PASSAGE SHOWN
************

CodingForums.com

CodingForums.com (http://www.codingforums.com/index.php)
-   JavaScript programming (http://www.codingforums.com/forumdisplay.php?f=2)
-   -   another regex question (http://www.codingforums.com/showthread.php?t=286810)

xelawho 01-31-2013 04:41 PM

another regex question
 
I am slowly getting my head around regex, but really it is mostly a mystery to me.

Here's the thing: I have a string (although I have no idea how that string will look). All I know is that the string will contain a word (I don't know what that word is either). I don't know if the string will be a paragraph, a sentence or a sentence fragment (the sentence may be cut off, either at the start or the end).

But I need to get as much of the sentence containing the word as possible, without getting too much.

So I figure that these are the "rules":

- Start capturing from the closest word before the variable word that starts with a capital/uppercase.
- If there is no word that starts with a capital before the variable word, start capturing from the start of the string.
- Equally, if the part of the string after the variable word contains a full stop/period, finish capturing at the full stop.
- If not, capture until the end of the string.

I know it's not perfect logic, but it doesn't have to be - all I want to do is to be able to show the word in some sort of context, like Word does when you do spellcheck.

Any suggestions?

AndrewGSW 01-31-2013 06:43 PM

Something like this:

Code:

(?:^|\.)\s?([^.]*wibble[^.]*)(?:$|\.)
You can test it here.

But I haven't tried to match a capital letter..

AndrewGSW 01-31-2013 06:48 PM

This version

Code:

(?:^|\.|\;)\s?([A-Z][^.]*wibble[^.]*)(?:$|\.)
looks either for a full-stop or semi colon, and the sentence should start will a capital letter.

Philip M 01-31-2013 07:11 PM

Here's my suggestion:-

Code:

<html>
<head>
</head>
<body>

Enter word to find <input type = "text" id = "theword" onblur = "findit()">

<script type = "text/javascript">

var text = "Lorem ipsum dolor sit amet, consectetur adipiscing elit. Etiam ipsum leo, scelerisque at dapibus ac, consectetur vel ipsum. Morbi et metus ut diam molestie ullamcorper. Suspendisse rutrum semper semper. Donec volutpat neque in lorem tempus scelerisque. Curabitur dignissim rhoncus quam ac suscipit. Donec viverra quam lobortis neque porta a sagittis urna tristique. Suspendisse nec lacus nisi. Pellentesque fermentum massa sit amet magna hendrerit vestibulum. Sed elit libero, scelerisque eu eleifend ut, interdum gravida nunc. Etiam ut nisi sapien, et tempus sem. Nam vel mi est. Mauris congue felis ut ante bibendum vehicula. Nullam nec sapien arcu, eget cursus lorem. Donec blandit, dolor tristique ornare dictum, arcu sapien vulputate dolor, et placerat risus odio ut magna. Ut magna mauris, pellentesque at ultricies vitae, fermentum vitae dolor."

************

RECORDS SUPPLIED

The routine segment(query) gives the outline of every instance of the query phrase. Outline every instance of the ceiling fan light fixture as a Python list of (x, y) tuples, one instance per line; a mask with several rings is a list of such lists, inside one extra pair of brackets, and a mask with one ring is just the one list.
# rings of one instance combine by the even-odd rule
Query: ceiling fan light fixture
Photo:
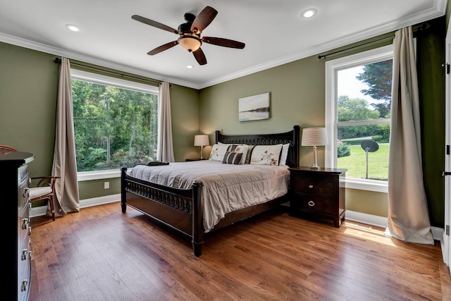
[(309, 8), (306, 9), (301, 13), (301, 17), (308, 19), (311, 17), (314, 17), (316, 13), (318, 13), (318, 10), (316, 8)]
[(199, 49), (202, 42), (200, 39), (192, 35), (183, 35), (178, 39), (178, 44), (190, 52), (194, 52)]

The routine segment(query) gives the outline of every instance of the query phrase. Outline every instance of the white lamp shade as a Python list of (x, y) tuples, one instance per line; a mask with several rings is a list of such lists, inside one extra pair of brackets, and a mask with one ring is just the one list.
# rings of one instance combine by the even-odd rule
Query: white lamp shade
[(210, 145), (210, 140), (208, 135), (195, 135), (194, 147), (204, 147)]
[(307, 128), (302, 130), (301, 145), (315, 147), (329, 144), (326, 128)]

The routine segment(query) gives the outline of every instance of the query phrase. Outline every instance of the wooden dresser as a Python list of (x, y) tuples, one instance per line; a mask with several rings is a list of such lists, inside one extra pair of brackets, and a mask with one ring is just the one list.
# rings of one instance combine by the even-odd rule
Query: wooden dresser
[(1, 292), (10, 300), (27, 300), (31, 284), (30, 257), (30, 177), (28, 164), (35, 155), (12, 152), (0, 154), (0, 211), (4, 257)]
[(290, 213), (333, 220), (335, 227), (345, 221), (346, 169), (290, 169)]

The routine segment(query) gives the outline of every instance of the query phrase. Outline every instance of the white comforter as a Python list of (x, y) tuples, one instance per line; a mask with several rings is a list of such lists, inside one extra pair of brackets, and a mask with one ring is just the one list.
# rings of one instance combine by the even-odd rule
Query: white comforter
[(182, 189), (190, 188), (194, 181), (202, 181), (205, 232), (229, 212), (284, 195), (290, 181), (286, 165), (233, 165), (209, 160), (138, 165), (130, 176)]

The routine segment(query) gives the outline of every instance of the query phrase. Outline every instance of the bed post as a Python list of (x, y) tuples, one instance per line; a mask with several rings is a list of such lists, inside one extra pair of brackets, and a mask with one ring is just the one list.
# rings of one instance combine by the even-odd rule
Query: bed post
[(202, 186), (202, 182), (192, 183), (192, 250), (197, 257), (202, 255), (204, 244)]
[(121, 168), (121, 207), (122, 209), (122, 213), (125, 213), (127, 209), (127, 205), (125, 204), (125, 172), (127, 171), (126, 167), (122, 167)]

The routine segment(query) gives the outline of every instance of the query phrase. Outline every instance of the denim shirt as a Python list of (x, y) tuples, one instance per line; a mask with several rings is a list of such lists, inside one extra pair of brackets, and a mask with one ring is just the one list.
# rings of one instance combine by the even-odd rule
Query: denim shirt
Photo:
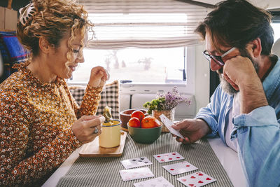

************

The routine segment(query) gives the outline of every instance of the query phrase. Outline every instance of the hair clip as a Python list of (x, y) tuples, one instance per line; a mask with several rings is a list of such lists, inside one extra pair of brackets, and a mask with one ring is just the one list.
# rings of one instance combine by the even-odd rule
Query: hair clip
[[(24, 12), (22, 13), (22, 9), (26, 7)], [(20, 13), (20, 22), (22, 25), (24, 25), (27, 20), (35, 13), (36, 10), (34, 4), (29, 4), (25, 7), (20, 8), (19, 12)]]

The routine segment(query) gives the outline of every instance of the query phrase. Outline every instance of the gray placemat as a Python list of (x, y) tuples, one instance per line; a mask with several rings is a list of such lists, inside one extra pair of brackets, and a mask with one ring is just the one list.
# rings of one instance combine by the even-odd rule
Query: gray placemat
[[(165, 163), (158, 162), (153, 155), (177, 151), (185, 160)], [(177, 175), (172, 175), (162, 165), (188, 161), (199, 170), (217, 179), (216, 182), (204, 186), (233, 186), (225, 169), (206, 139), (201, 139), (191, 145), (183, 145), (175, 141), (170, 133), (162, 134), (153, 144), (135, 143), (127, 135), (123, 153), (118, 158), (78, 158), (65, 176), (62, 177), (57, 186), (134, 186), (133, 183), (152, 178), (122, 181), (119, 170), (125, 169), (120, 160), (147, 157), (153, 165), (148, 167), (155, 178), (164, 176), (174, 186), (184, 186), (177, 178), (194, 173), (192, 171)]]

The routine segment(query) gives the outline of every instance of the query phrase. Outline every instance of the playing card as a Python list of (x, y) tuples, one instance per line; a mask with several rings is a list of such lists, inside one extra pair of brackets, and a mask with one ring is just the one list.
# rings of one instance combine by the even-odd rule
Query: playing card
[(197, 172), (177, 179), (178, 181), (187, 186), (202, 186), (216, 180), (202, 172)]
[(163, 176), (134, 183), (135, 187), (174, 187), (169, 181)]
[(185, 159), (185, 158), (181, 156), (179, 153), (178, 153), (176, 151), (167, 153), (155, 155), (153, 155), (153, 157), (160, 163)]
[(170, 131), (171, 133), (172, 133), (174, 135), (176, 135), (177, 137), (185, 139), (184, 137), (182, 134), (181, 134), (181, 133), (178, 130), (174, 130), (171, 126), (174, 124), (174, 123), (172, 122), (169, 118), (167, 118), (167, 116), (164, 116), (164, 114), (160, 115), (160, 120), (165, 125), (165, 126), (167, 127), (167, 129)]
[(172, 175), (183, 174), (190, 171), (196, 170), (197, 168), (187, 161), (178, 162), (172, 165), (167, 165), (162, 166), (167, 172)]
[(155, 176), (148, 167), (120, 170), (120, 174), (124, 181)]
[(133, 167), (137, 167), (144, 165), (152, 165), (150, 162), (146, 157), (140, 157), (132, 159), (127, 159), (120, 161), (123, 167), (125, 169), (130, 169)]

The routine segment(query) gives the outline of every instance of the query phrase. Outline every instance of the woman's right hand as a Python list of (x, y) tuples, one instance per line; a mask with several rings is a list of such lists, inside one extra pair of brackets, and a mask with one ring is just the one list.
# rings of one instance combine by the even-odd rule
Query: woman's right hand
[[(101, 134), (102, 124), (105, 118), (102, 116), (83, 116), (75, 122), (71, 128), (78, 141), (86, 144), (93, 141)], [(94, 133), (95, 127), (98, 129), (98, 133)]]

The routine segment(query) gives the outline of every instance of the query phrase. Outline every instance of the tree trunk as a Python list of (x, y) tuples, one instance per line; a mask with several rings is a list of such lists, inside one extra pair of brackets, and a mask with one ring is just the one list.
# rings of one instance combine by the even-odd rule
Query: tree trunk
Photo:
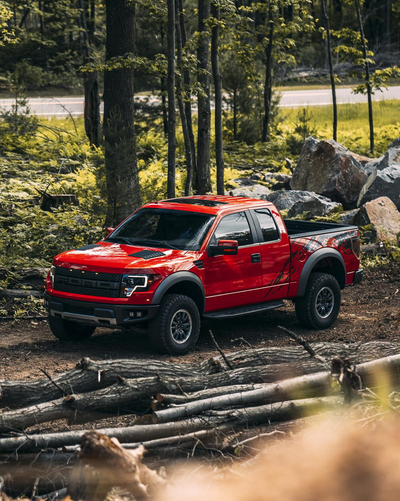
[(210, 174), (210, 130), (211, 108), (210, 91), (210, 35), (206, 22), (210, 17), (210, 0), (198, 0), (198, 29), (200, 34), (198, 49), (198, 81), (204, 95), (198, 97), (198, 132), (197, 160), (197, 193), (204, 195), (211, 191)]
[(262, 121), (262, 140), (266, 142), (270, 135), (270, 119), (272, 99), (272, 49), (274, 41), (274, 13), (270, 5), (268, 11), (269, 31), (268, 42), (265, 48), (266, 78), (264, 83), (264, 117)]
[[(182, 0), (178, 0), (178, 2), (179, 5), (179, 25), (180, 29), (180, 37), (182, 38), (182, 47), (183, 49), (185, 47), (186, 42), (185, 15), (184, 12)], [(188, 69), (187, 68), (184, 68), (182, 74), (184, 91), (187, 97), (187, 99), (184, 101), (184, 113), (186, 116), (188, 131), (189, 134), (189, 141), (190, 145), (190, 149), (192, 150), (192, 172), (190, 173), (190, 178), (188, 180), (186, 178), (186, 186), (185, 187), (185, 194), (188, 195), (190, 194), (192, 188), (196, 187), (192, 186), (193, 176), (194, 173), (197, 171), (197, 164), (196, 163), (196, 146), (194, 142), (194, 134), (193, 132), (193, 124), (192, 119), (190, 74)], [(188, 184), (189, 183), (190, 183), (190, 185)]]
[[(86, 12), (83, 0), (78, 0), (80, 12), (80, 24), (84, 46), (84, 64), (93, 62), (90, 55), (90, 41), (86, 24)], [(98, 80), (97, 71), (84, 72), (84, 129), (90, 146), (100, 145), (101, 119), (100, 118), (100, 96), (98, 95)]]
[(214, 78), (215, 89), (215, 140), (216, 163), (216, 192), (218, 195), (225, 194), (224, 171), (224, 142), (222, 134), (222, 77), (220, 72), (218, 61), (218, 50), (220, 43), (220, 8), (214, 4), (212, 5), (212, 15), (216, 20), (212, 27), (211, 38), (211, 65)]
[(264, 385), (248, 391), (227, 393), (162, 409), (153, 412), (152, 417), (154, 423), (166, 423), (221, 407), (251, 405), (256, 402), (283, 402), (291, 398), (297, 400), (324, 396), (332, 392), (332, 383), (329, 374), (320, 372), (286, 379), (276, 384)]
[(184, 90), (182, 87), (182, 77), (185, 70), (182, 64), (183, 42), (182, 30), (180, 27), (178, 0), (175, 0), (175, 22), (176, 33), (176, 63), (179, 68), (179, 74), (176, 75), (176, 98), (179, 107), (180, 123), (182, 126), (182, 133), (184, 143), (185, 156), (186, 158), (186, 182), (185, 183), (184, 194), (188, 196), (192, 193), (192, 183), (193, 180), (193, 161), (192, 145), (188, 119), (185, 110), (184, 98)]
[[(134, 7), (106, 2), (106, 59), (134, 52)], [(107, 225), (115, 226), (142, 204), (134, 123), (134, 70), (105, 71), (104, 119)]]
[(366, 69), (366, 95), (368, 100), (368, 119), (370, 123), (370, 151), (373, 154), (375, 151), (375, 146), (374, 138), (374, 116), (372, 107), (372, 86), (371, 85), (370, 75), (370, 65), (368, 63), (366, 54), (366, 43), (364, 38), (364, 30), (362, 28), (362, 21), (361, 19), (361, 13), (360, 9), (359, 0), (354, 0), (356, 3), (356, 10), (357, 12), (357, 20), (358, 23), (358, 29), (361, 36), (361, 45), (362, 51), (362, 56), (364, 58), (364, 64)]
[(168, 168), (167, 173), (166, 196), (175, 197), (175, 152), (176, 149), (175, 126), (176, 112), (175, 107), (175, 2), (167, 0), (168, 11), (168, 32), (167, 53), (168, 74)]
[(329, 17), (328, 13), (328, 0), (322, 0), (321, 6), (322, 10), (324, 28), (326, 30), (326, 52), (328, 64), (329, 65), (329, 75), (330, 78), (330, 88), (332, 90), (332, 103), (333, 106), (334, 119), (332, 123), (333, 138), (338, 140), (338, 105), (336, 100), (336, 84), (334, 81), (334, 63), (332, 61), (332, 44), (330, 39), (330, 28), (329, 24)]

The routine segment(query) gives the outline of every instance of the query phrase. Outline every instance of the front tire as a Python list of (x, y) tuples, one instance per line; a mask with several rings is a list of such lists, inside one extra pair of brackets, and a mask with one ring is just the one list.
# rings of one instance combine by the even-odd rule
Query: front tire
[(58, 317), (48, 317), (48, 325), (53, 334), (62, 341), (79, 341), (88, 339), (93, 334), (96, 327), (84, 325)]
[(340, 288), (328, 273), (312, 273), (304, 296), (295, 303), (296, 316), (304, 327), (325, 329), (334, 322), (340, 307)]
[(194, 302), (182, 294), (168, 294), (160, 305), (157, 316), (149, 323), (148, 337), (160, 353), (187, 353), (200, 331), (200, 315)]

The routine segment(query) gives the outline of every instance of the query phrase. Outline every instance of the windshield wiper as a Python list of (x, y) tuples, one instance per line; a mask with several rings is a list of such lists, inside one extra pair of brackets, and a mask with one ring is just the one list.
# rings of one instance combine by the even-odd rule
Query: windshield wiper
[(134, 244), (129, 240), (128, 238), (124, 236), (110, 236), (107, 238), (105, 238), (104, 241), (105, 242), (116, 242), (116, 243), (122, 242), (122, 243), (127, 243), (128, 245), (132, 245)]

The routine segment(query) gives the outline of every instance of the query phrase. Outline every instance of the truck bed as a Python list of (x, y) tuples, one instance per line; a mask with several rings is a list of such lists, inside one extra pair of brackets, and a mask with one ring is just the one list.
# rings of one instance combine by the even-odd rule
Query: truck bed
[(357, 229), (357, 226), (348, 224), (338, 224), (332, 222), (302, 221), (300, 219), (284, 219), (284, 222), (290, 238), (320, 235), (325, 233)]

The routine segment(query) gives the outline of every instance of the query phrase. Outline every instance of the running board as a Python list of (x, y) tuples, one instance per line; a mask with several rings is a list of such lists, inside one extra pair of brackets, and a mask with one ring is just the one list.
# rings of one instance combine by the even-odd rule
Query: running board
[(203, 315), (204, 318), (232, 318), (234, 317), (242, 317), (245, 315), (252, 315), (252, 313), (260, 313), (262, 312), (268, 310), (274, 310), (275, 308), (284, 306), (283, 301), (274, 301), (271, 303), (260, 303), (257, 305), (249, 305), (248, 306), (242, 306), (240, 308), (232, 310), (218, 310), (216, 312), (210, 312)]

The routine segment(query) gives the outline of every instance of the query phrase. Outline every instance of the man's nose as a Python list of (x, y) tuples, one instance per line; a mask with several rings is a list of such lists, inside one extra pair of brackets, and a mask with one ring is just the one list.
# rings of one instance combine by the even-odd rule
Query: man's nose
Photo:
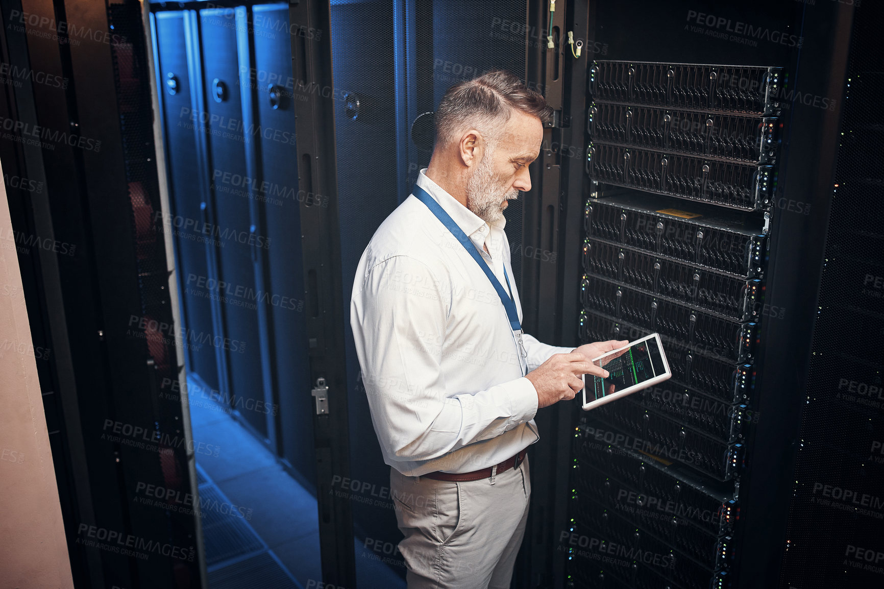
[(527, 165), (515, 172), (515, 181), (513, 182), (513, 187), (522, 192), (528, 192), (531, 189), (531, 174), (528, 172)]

************

AIM 1
In the regex thread, where should capturing stop if the part of the string after the variable word contains no full stop?
AIM 2
In the rows, substitute "pickup bed" for "truck bed". Begin at the line that has "of the truck" and stop after the line that has "235), (325, 233)]", leaving everything else unchanged.

PROBLEM SOLUTION 1
It should continue to the end of the string.

PROBLEM SOLUTION 2
The routine segment(query) gives the outline of every instance of the query phrase. Outline every instance of the pickup bed as a Python list of (x, y) tuples, one instance per line; a mask with several rings is a list of such lists, inside one extra pair of brackets, and a mask with one ring is just the one list.
# rings of one instance combine by the even-odd rule
Query: pickup bed
[(357, 229), (357, 226), (348, 224), (338, 224), (332, 222), (302, 221), (300, 219), (284, 219), (284, 222), (290, 238), (320, 235), (325, 233)]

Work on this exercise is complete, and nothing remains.